Rows from a dataset
-- start --
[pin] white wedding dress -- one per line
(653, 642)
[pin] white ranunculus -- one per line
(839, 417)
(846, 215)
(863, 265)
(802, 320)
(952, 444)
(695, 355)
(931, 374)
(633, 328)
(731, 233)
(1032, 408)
-- end --
* **WRITTEN INSTRUCTION**
Restate the whole of the material exactly.

* **WRITTEN REPLY**
[pin] white wedding dress -- one per line
(653, 642)
[pin] white ranunculus -- one per line
(839, 417)
(846, 215)
(863, 265)
(802, 320)
(952, 444)
(695, 355)
(931, 374)
(633, 328)
(731, 233)
(1032, 408)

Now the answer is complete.